### DESCRIPTION OF THE TASK
Scan each line of the records for the word "railing" and extract the ones that have it.

++++ AVAILABLE DATA ++++

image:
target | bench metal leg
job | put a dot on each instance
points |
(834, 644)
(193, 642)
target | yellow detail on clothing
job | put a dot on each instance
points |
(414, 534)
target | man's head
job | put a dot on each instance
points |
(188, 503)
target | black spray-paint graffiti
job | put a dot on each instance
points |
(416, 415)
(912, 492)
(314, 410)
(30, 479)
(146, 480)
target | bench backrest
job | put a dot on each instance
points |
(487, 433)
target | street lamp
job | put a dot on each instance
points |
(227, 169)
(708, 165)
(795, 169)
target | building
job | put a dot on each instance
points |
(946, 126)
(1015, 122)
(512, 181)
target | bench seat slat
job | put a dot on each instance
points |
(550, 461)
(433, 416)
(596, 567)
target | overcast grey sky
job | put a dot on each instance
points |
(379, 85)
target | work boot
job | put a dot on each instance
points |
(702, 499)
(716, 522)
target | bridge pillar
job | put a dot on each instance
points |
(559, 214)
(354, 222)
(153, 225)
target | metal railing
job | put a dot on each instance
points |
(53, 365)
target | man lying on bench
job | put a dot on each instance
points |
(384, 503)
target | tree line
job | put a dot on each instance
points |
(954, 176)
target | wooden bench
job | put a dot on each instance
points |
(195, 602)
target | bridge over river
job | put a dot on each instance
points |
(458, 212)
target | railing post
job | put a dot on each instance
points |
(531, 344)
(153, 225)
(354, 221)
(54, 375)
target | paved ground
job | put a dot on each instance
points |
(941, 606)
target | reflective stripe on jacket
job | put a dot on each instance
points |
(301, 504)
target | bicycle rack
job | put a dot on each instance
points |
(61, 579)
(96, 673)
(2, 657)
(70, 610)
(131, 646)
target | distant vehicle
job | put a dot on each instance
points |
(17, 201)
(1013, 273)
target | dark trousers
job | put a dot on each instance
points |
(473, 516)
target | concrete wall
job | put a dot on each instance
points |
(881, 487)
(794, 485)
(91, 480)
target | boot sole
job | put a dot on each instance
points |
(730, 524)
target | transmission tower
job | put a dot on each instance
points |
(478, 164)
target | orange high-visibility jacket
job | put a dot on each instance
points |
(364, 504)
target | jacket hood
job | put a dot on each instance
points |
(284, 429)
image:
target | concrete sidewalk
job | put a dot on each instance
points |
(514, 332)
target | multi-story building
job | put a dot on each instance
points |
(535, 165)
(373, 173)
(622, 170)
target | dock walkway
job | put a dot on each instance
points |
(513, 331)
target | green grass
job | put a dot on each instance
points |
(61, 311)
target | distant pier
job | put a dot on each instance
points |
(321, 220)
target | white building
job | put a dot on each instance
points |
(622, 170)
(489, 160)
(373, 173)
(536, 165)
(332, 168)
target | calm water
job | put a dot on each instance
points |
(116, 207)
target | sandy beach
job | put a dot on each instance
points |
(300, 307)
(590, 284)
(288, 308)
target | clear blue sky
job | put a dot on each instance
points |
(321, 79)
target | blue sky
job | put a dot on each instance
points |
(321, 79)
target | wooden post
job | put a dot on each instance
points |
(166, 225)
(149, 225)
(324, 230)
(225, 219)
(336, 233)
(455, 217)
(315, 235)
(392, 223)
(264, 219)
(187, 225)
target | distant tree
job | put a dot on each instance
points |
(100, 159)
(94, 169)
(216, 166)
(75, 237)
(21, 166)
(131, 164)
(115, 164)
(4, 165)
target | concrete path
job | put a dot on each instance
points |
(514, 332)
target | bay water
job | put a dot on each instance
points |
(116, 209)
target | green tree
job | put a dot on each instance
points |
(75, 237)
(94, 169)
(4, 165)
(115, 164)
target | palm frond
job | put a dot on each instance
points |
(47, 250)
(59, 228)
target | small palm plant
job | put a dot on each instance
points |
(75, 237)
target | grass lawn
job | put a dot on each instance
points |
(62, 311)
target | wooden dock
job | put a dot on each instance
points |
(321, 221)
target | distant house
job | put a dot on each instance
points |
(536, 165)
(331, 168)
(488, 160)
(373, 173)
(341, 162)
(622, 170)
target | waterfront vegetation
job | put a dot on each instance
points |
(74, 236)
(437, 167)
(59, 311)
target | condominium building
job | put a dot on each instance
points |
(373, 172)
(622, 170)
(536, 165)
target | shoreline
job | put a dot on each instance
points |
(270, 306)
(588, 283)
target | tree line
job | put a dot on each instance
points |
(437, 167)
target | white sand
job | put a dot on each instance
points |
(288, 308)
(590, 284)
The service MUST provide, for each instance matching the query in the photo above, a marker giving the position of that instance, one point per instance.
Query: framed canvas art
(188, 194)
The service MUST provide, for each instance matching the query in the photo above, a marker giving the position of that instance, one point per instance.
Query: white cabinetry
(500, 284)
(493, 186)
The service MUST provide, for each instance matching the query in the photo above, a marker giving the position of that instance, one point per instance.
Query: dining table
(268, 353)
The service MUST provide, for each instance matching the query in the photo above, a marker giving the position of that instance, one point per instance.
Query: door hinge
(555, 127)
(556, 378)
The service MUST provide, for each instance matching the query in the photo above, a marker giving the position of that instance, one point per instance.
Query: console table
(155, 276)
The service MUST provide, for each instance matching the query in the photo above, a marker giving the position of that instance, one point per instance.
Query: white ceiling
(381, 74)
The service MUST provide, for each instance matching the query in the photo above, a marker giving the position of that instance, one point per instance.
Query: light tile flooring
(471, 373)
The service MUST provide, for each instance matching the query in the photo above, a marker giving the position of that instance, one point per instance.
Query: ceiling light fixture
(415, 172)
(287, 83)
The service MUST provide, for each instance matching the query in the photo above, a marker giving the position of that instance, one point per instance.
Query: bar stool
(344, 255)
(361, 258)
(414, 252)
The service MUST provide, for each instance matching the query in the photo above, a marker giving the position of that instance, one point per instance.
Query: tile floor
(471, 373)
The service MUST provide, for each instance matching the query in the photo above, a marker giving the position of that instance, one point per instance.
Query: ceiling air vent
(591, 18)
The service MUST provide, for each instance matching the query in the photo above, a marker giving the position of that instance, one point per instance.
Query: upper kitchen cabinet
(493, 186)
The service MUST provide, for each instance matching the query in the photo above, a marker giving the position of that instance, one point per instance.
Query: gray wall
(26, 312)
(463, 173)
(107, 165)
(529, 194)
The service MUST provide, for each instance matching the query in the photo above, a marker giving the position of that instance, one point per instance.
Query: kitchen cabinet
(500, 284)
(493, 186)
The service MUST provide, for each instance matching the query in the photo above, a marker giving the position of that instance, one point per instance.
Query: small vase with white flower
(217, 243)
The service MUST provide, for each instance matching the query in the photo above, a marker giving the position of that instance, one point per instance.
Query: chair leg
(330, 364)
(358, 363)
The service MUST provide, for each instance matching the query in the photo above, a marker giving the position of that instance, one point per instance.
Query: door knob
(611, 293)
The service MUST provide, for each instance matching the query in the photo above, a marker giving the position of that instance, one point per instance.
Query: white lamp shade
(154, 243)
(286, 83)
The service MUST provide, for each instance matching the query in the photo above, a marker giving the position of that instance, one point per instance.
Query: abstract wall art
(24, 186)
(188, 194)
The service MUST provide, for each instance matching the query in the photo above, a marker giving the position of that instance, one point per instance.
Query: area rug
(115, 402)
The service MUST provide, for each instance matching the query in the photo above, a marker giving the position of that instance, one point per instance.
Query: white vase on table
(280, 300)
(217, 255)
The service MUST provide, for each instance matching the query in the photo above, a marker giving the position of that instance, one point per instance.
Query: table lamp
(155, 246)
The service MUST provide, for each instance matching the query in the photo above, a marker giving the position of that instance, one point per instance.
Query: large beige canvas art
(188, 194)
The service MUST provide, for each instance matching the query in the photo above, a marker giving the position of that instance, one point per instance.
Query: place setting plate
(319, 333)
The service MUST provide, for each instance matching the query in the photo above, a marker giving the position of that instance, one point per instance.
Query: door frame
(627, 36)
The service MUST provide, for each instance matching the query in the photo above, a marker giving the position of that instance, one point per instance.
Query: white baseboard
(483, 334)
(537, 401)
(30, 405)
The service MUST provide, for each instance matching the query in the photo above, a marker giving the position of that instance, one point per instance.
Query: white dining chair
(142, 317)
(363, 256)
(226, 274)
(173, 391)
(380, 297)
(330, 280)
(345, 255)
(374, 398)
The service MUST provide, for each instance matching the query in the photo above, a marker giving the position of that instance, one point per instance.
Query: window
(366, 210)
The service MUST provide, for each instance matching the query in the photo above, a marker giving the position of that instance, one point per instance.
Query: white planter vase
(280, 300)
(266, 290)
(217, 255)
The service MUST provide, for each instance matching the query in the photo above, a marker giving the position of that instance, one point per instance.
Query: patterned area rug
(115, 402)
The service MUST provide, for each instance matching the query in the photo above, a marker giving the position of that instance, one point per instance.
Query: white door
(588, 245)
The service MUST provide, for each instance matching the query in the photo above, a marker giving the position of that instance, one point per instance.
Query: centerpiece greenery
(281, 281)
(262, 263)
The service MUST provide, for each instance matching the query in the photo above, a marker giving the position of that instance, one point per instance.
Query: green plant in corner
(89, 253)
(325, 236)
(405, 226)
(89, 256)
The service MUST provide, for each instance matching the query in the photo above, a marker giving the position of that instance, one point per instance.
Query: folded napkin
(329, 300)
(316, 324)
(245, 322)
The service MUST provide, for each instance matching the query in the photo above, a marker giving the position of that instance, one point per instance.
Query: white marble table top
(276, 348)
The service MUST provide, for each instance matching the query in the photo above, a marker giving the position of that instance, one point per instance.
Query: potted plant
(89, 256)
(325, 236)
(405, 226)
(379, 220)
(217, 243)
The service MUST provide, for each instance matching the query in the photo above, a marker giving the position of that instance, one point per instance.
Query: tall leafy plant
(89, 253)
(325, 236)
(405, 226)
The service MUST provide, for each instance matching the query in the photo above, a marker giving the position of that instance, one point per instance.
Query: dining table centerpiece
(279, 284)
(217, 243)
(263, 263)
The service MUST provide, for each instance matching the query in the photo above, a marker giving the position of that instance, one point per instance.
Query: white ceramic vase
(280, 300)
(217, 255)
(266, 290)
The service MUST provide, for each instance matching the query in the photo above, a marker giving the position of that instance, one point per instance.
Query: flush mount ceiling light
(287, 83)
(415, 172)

++++

### TASK SOLUTION
target | metal railing
target | railing post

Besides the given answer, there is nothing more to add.